▶ _Task to complete_
Without altering anything, repeat each of the records.

=== Extracted data ===

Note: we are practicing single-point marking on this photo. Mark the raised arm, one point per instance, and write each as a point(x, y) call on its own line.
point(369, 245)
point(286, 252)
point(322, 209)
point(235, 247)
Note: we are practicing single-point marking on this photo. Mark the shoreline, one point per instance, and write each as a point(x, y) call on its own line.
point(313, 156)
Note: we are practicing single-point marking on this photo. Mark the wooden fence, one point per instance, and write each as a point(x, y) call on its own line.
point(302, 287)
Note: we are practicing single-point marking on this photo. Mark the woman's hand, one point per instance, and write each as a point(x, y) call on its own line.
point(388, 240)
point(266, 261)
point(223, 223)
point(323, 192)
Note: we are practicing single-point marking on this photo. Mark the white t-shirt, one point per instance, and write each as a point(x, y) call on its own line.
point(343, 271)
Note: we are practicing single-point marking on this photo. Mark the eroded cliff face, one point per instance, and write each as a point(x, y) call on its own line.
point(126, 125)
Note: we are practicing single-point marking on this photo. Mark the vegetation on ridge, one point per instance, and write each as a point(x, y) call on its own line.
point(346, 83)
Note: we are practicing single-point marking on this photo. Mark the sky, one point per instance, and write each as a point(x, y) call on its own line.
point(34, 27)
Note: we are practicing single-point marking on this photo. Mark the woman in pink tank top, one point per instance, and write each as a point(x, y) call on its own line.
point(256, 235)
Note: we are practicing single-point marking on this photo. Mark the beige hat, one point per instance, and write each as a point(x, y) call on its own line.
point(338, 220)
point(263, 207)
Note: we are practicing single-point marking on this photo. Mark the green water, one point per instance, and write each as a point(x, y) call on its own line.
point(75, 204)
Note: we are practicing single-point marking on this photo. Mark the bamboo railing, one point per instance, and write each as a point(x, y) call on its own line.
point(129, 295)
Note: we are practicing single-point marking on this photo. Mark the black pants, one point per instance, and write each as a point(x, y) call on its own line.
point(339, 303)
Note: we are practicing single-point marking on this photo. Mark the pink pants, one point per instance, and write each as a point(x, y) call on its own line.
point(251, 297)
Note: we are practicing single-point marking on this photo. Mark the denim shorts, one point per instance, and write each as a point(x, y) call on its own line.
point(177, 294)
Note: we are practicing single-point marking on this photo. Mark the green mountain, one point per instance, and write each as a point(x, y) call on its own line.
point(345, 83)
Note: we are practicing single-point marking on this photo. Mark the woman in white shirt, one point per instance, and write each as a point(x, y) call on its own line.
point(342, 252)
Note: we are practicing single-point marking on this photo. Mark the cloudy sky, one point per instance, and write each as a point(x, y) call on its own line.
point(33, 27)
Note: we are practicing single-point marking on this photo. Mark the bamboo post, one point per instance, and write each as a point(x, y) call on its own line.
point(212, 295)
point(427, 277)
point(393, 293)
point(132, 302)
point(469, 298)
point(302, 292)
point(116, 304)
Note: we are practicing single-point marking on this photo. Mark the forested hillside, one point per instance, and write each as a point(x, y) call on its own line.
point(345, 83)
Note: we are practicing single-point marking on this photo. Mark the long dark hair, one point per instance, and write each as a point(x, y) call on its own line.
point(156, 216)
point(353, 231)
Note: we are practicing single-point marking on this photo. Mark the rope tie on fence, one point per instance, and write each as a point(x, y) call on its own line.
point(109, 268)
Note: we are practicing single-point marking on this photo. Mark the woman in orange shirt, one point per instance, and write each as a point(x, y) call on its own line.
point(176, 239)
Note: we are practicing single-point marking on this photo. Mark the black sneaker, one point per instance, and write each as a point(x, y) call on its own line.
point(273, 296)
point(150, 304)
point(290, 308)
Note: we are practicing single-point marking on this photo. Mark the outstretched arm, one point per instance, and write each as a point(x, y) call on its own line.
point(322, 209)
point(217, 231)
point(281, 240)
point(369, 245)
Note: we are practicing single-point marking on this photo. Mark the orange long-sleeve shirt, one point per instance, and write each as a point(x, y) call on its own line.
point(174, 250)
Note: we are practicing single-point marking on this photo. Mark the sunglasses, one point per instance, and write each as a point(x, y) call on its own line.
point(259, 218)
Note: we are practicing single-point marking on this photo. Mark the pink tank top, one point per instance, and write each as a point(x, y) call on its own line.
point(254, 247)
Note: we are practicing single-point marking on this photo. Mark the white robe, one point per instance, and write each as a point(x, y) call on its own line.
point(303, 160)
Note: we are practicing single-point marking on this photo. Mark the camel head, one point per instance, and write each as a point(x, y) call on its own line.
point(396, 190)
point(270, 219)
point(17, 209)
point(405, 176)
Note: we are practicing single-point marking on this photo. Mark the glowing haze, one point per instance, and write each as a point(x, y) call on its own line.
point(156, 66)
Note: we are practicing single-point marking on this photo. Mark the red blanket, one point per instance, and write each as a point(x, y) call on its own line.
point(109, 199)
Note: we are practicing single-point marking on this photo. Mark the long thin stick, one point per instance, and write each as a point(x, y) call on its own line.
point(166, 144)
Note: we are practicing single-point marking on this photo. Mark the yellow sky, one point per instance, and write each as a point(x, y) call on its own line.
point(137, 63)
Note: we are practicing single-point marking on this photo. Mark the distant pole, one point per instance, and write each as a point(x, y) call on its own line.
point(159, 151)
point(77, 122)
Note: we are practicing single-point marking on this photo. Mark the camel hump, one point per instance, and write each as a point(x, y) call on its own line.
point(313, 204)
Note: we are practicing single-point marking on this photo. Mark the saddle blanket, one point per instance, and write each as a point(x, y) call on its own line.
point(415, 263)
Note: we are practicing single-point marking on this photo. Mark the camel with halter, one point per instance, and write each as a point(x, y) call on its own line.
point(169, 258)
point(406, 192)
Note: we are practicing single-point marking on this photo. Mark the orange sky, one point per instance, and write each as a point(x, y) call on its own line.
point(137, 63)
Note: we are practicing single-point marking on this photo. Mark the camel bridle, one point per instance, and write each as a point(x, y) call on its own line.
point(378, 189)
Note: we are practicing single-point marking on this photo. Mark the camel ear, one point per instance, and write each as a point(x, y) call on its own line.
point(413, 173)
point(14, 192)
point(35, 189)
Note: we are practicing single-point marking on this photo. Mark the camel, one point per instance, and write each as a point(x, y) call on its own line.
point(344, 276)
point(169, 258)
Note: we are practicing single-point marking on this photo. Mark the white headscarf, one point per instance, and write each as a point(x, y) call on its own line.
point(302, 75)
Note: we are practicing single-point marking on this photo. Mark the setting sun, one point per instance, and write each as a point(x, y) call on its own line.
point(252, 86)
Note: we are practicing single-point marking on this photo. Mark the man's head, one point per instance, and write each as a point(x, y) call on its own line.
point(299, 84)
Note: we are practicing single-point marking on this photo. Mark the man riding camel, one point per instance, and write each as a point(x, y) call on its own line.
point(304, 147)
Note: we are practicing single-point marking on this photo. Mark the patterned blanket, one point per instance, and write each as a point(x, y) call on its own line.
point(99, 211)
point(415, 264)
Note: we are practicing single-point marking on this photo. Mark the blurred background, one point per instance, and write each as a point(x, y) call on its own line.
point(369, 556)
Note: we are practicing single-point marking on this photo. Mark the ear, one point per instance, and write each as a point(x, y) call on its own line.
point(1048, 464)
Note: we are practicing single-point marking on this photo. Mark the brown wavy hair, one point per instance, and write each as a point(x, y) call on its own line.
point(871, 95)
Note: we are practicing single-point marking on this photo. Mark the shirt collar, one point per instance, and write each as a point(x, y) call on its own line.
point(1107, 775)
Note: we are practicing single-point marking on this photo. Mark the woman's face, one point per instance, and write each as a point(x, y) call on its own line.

===

▶ _Exercise answer_
Note: we are practicing single-point marking on this photo. Mark the raised arm, one point per instance, and write each as a point(x, y) call on its own line.
point(369, 245)
point(286, 252)
point(322, 209)
point(235, 247)
Note: we are practicing single-point marking on this photo. Mark the shoreline, one point per instance, and write each as a point(x, y) call on its own line.
point(313, 156)
Note: we are practicing single-point marking on this photo. Mark the wooden fence, one point per instance, and write each as a point(x, y) call on its own line.
point(302, 287)
Note: we are practicing single-point marking on this photo. Mark the woman's hand, one point per instance, and write each as a point(x, y) call on its own line.
point(388, 240)
point(266, 261)
point(223, 223)
point(323, 192)
Note: we are practicing single-point marking on this photo. Mark the white t-shirt, one point per instance, and write each as a point(x, y) call on its own line.
point(343, 271)
Note: we are practicing single-point marking on this photo. Mark the eroded cliff face, one point per instance, and write each as a point(x, y) call on its own line.
point(126, 125)
Note: we are practicing single-point marking on this photo. Mark the vegetation on ridge, one point per instance, and write each as a point(x, y) call on its own line.
point(346, 83)
Note: we are practicing single-point marking on this photo. Mark the sky, one point per instance, and write each as a point(x, y) call on its own line.
point(34, 27)
Note: we are practicing single-point marking on this photo. Mark the woman in pink tank top, one point per instance, and write each as a point(x, y) call on its own line.
point(256, 235)
Note: we are practicing single-point marking on this photo. Mark the beige hat, one point per instance, and write each as a point(x, y) call on its own line.
point(338, 220)
point(263, 207)
Note: we are practicing single-point marking on this photo. Mark the green water, one point per instance, and write each as a point(x, y) call on its own line.
point(75, 204)
Note: we are practicing single-point marking on this photo. Mark the bamboo railing, one point per instance, and write each as a point(x, y) call on its own line.
point(129, 295)
Note: we are practicing single-point marking on this photo. Mark the black pants, one point per instance, and write each as a point(x, y) call on its own line.
point(339, 303)
Note: we are practicing single-point marking on this photo. Mark the pink pants, one point per instance, and write each as a point(x, y) call on its own line.
point(251, 297)
Note: we are practicing single-point marking on this photo. Mark the denim shorts, one point per instance, and write each as a point(x, y) call on its own line.
point(177, 294)
Note: we are practicing single-point marking on this photo. Mark the green mountain, one point per instance, and write each as a point(x, y) call on its own line.
point(345, 83)
Note: we are practicing single-point marking on this photo. Mark the woman in white shirt, one point per instance, and write each as a point(x, y) call on its own line.
point(342, 252)
Note: we are practicing single-point marking on this photo. Mark the cloudy sky, one point per instance, and write each as a point(x, y) call on its own line.
point(33, 27)
Note: we are practicing single-point marking on this photo. Mark the bamboo post, one point per instance, and write each as a point(x, y) call on its own line.
point(212, 295)
point(427, 277)
point(393, 293)
point(132, 302)
point(469, 298)
point(302, 292)
point(116, 304)
Note: we are practicing single-point marking on this photo. Mark the forested hillside, one point per instance, and write each as a point(x, y) call on its own line.
point(345, 83)
Note: we are practicing single-point marking on this photo. Mark the long dark hair, one point per instance, and write each as a point(x, y) call on its own line.
point(156, 216)
point(353, 231)
Note: we are practicing single-point marking on this photo. Mark the rope tie on fence, one point per instance, and write each as a point(x, y) call on its own line.
point(109, 268)
Note: we are practicing single-point marking on this photo. Mark the woman in orange shirt, one point per instance, and write each as a point(x, y) call on its own line.
point(176, 239)
Note: we are practicing single-point marking on this photo. Mark the black sneaker, one point per instance, and write each as a point(x, y) call on its own line.
point(273, 296)
point(150, 304)
point(290, 308)
Note: we are practicing single-point marking on this photo. Mark the outstretched arm, one point per instance, and write each as a point(x, y) call on its own line.
point(322, 209)
point(217, 231)
point(281, 240)
point(369, 245)
Note: we are practicing single-point marking on this photo. Mark the orange long-sleeve shirt, one point per instance, and write each as a point(x, y) call on its own line.
point(174, 250)
Note: we are practicing single-point marking on this photo. Mark the sunglasses, one point per instance, and write each as a point(x, y) call on its own line.
point(259, 218)
Note: we are practicing single-point marking on this photo. Mark the pink tank top, one point per instance, and write each as a point(x, y) call on its own line.
point(254, 247)
Note: we are practicing single-point marking on this photo. Mark the white robe, one point per instance, and write each as a point(x, y) call on its own line.
point(303, 160)
Note: we are practicing single-point marking on this photo. Mark the camel head, one point per instance, and write each as a point(x, y) call on its own line.
point(396, 190)
point(270, 219)
point(17, 209)
point(405, 176)
Note: we are practicing single-point marking on this photo. Mark the glowing haze, one point per instance, and write each as a point(x, y) call on its own line.
point(156, 66)
Note: we are practicing single-point marking on this photo. Mark the red blanket, one point per instance, and write each as a point(x, y) call on its own line.
point(109, 199)
Note: we are practicing single-point marking on this photo. Mark the long thin stick, one point per instance, and write each as a point(x, y) call on its own line.
point(166, 144)
Note: we are practicing single-point marking on this photo. Mark the yellow sky, one point per instance, and write each as a point(x, y) call on its own line.
point(137, 63)
Note: we are practicing single-point marking on this photo. Mark the distant pole, one point per instance, and write each as a point(x, y) call on its own line.
point(159, 151)
point(77, 122)
Note: we are practicing single-point marking on this photo. Mark the camel hump, one point per instance, and write each as a point(x, y) call on its own line.
point(313, 204)
Note: we are practicing single-point marking on this photo. Mark the saddle blanket, one point per instance, and write each as a point(x, y) call on its own line.
point(415, 263)
Note: we are practicing single-point marking on this photo. Mark the camel with halter, one point per instance, and write each as a point(x, y) call on its own line.
point(169, 258)
point(406, 192)
Note: we are practicing single-point marking on this photo. Mark the orange sky, one point per instance, and write each as a point(x, y) call on its own line.
point(137, 63)
Note: we are practicing single-point marking on this photo. Mark the camel bridle, one point per instance, and write each as a point(x, y) call on its own line.
point(378, 189)
Note: we are practicing single-point marking on this photo. Mark the camel ear, one point per instance, and write each as a point(x, y) call on its own line.
point(413, 173)
point(14, 192)
point(35, 189)
Note: we are practicing single-point marking on this photo. Mark the camel, one point per instance, and write each as a point(x, y) call on its own line.
point(344, 276)
point(169, 258)
Note: we are practicing single-point marking on this photo. Mark the white headscarf, one point per instance, and write each as a point(x, y) call on its own line.
point(302, 75)
Note: we are practicing single-point marking on this photo. Mark the setting sun, one point per instance, and write each as a point(x, y) call on its own line.
point(252, 86)
Note: we are practicing single-point marking on this photo. Mark the man's head, one point per instance, and write each as a point(x, y) call on its own line.
point(299, 84)
Note: we are practicing single-point marking on this photo. Mark the man riding camel, one point per instance, and write each as a point(x, y) call on its own line.
point(304, 147)
Note: we are practicing single-point marking on this photo. Mark the patterned blanket, one point per instance, and write each as a point(x, y) call on its own line.
point(99, 211)
point(415, 264)
Note: we are practicing single-point marking on this photo. Mark the blurred background, one point per instance, and write each as a point(x, y) call on its own line.
point(369, 556)
Note: we are practicing single-point marking on this photo. Mark the ear, one point per instance, and write each as a point(x, y) call on its own line.
point(1048, 464)
Note: we are practicing single-point marking on this photo. Mark the brown wavy hair, one point per instance, and write each as a point(x, y) call on its own line.
point(871, 95)
Note: we are practicing single-point marking on this photo. Mark the shirt collar, one point per instance, and write each as a point(x, y) call on its own line.
point(1107, 775)
Note: we are practicing single-point marking on this photo. Mark the woman's face, one point per instance, and write each as a point(x, y) call on its own line.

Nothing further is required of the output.